*Task requirements*. Every record should be written out exactly, please.

*Data listing*.

══════

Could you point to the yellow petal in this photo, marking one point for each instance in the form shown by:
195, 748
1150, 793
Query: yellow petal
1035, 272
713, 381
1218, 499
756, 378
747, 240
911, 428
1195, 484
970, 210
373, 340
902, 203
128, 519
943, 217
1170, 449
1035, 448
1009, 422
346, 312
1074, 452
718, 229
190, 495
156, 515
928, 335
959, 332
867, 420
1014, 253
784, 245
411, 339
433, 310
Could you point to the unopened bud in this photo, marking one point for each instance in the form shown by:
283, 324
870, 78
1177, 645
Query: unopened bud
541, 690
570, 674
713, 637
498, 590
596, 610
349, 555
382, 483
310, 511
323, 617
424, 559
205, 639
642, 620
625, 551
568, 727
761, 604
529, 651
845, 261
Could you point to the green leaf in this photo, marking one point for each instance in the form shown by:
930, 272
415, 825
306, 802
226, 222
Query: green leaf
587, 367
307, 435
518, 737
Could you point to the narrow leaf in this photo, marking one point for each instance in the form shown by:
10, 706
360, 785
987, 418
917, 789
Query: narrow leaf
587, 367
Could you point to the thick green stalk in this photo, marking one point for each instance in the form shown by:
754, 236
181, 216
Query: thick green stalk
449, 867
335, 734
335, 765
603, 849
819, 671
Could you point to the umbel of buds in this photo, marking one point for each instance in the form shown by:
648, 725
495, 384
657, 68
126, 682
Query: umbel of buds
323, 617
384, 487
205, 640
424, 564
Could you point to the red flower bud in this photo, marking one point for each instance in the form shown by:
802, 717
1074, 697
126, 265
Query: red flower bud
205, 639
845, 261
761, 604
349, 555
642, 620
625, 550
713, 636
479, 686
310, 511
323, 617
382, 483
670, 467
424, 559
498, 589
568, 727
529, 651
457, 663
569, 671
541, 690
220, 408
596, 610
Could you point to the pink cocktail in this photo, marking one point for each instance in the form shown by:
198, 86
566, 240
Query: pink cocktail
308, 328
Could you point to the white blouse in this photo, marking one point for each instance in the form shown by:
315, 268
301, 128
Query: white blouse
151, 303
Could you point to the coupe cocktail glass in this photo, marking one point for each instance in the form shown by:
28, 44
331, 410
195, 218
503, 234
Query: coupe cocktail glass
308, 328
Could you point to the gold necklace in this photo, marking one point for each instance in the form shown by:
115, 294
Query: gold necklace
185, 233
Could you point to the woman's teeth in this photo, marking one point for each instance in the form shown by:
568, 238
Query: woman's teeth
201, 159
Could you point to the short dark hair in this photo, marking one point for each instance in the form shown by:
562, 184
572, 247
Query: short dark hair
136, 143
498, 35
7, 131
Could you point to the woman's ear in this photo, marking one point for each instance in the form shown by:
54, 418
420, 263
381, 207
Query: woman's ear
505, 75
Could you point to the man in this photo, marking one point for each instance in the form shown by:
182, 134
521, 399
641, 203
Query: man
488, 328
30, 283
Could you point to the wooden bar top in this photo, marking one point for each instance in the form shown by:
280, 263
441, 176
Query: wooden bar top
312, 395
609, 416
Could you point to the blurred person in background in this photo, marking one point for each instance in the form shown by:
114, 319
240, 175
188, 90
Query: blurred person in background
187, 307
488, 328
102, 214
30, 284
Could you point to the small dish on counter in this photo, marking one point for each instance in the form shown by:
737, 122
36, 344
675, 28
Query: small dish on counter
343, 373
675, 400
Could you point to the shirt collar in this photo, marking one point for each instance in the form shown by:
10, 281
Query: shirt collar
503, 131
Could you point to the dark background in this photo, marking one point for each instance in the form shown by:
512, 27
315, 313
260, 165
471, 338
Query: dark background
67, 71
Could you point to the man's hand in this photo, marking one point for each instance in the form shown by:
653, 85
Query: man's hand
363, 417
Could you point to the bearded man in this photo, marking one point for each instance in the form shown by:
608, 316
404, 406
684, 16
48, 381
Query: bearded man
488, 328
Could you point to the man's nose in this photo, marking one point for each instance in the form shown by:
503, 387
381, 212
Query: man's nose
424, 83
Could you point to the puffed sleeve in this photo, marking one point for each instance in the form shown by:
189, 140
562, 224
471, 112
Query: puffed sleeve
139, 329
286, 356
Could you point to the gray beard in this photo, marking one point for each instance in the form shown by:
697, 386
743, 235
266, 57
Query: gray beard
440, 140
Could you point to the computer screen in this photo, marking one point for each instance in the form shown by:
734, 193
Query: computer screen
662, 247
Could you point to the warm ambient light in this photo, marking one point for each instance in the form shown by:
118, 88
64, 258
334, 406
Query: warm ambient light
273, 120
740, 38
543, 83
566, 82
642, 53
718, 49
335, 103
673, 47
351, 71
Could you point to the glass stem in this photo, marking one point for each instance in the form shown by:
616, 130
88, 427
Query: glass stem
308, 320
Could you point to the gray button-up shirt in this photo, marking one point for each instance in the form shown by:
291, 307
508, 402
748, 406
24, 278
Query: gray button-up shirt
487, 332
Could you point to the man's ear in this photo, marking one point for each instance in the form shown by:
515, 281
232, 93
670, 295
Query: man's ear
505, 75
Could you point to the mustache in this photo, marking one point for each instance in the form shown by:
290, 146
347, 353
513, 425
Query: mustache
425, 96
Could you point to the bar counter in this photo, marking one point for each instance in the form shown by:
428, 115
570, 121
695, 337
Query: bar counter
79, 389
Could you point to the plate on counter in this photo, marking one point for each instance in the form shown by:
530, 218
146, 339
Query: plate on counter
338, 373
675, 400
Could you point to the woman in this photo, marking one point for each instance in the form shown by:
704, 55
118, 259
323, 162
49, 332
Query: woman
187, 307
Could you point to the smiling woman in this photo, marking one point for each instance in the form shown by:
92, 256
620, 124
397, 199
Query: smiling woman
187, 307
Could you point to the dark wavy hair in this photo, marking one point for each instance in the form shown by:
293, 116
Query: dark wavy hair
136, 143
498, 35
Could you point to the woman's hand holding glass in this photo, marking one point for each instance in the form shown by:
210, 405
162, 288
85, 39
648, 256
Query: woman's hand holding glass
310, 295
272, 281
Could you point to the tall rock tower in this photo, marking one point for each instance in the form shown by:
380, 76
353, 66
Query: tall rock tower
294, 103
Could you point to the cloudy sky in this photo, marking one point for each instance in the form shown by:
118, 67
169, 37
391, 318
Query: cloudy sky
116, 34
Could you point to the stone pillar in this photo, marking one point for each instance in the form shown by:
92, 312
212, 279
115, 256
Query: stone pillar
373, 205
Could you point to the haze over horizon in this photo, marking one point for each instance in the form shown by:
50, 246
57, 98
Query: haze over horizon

══════

*Answer*.
Could you point to the yellow petal in this photo, marking one point for each instance in the form shown by:
195, 748
1150, 793
Query: yellow petal
1035, 272
713, 381
1218, 499
756, 378
747, 240
911, 428
1195, 484
970, 210
373, 340
902, 203
128, 519
943, 217
1170, 449
1035, 448
1009, 422
346, 312
1074, 452
718, 229
190, 495
156, 515
928, 335
959, 332
867, 420
1014, 253
784, 245
411, 339
433, 310
Could you point to the unopened bud in this photo, marking one point for each instance in the form shown by:
283, 324
870, 78
1177, 645
Query: unopened bud
541, 690
570, 674
713, 637
498, 590
596, 610
349, 555
382, 483
310, 511
323, 617
424, 559
205, 639
642, 620
625, 551
568, 727
761, 604
529, 651
845, 261
Could you point to the green leaf in this photo, marking one point for each instance in the form shown by:
930, 272
415, 825
306, 802
226, 222
Query: green leaf
587, 367
307, 435
518, 737
Could you point to the narrow leaf in this photo, marking one point for each instance in the form shown by:
10, 706
360, 785
987, 418
917, 789
Query: narrow leaf
587, 367
Could you point to the thick green stalk in this photo, marking one point for each instance in the form shown by:
754, 236
181, 216
Query: thick green stalk
449, 867
335, 734
335, 765
603, 849
819, 671
Could you point to the umbel of buds in this photo, marking one point for each instance in the form shown by:
648, 725
495, 384
657, 68
126, 682
Query: umbel of buds
323, 617
384, 487
205, 640
424, 564
Could you point to the red flower bud in this photo, marking one point for each instance in the form shown by:
802, 717
1074, 697
126, 265
Query: red flower bud
205, 639
845, 261
761, 604
349, 555
642, 620
625, 550
713, 636
479, 686
310, 511
323, 617
382, 483
670, 467
424, 559
498, 589
568, 727
529, 651
457, 663
569, 671
541, 690
220, 408
596, 610
Could you point to the pink cocktail in this photo, marking one point for each instance in the form shown by:
198, 86
566, 240
Query: pink cocktail
308, 328
Could you point to the white blouse in this photo, marking one point for each instance in the form shown by:
315, 268
301, 128
Query: white blouse
151, 303
Could you point to the coupe cocktail glass in this photo, marking one point for each instance in the form shown by:
28, 44
331, 410
195, 218
503, 234
Query: coupe cocktail glass
308, 328
Could you point to the gold necklace in this photo, marking one point for each instance in the form shown by:
115, 294
Query: gold necklace
185, 233
Could you point to the woman's teeth in this photo, marking one point for each instance in the form shown by:
568, 238
Query: woman's teeth
201, 159
Could you point to the short dark hair in this photo, marking one point for each instance in the form shown by:
562, 184
572, 247
Query: short dark hair
136, 143
498, 35
7, 131
Could you point to the woman's ear in this photo, marking one point for each instance in the form shown by:
54, 418
420, 263
381, 207
Query: woman's ear
505, 75
Could you point to the man in this photo, marking one point for each instance in the form shown by:
182, 134
521, 399
641, 203
Query: man
488, 328
30, 283
Could you point to the wooden bar top in this photo, marking one point for each instance in the form shown by:
280, 263
441, 176
Query: wooden bar top
312, 395
609, 416
Could you point to the blurred person in background in this photo, marking one point for each instance in the form shown by:
114, 319
240, 175
188, 90
Query: blurred person in background
187, 307
488, 328
102, 214
30, 284
Could you point to the small dish on counter in this photo, marking one point for each instance in the form shown by:
737, 122
36, 344
675, 28
Query: small dish on counter
343, 373
675, 400
Could you point to the shirt collar in this photo, marking one point for each instance in the form shown by:
10, 281
Query: shirt collar
503, 131
Could you point to the dark background in this photo, marking one point for each instance in the form shown by:
512, 27
315, 313
260, 165
471, 338
Query: dark background
67, 71
Could you point to the man's hand in this photo, marking one point for each instance in the form shown by:
653, 85
Query: man's hand
363, 417
Could you point to the bearded man in this photo, marking one point for each instance in the form shown by:
608, 316
404, 406
684, 16
48, 381
Query: bearded man
488, 328
Could you point to the man's nose in this photo, marking one point for each instance in the form shown by:
503, 387
381, 212
Query: man's nose
424, 83
Could you point to the puffed sleeve in this photo, marking one point for each instance in the form shown by:
189, 140
562, 224
471, 112
Query: puffed sleeve
139, 329
286, 356
Could you point to the gray beard in this photo, marking one point for each instance in the form shown by:
697, 386
743, 235
266, 57
Query: gray beard
440, 140
Could you point to the computer screen in this photo, marking one point for each instance in the form shown by:
734, 193
Query: computer screen
662, 247
Could you point to the warm ambient light in this photo, marking one point for each instance in the form shown by:
118, 88
64, 258
334, 406
Query: warm ambient light
273, 120
740, 38
543, 83
566, 82
642, 53
718, 49
335, 103
673, 47
351, 71
Could you point to the glass stem in this photo, marking one point for each instance in the form shown by:
616, 130
88, 427
Query: glass stem
308, 320
Could you point to the gray button-up shirt in this photo, marking one point for each instance in the form shown by:
291, 307
508, 402
748, 406
24, 278
Query: gray button-up shirt
487, 332
Could you point to the man's ear in this photo, marking one point for each instance in the form shown by:
515, 281
232, 93
670, 295
Query: man's ear
505, 75
Could you point to the mustache in this photo, marking one point for each instance in the form shown by:
290, 146
347, 353
513, 425
Query: mustache
425, 96
Could you point to the bar counter in this photo, marking one point for each instance in the form shown by:
428, 115
570, 121
695, 337
Query: bar counter
79, 389
Could you point to the plate on counter in this photo, marking one point for each instance in the form shown by:
530, 218
146, 339
Query: plate on counter
338, 373
675, 400
Could you point to the woman in this photo, marking one point for each instance in the form shown by:
704, 55
118, 259
323, 162
49, 332
Query: woman
187, 307
Could you point to the smiling woman in this photo, marking one point for each instance in the form shown by:
92, 256
620, 124
397, 199
Query: smiling woman
187, 307
Could you point to the dark wavy hair in this photo, marking one point for each instance in the form shown by:
293, 116
Query: dark wavy hair
136, 143
498, 35
Could you point to the woman's hand holding glass in this photo, marking one point for each instance in the form shown by:
210, 405
162, 288
85, 39
648, 256
Query: woman's hand holding glass
310, 295
272, 281
Could you point to the tall rock tower in this photo, marking one point for each instance in the form shown by:
380, 76
353, 66
Query: tall rock tower
294, 103
Could you point to the cloudy sky in this photo, marking one point for each instance in the form shown by:
118, 67
169, 37
391, 318
Query: cloudy sky
116, 34
Could you point to the stone pillar in this photo, marking one point for each instance in the form shown by:
92, 312
212, 279
115, 256
Query: stone pillar
373, 205
Could you point to the haze over horizon in this photo, marking one point for each instance in the form shown by:
50, 246
57, 98
Query: haze over horizon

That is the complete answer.